• **WRITTEN REQUEST**:
Reproduce each of the rows below word for word, changing nothing.

──────────

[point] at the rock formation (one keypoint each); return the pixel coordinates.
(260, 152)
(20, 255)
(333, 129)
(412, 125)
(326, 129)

──────────

• **SOLUTION TO THIS PROBLEM**:
[point] at the rock formation (one keypoint each); return the pixel coordinates.
(260, 152)
(20, 255)
(333, 129)
(412, 125)
(326, 129)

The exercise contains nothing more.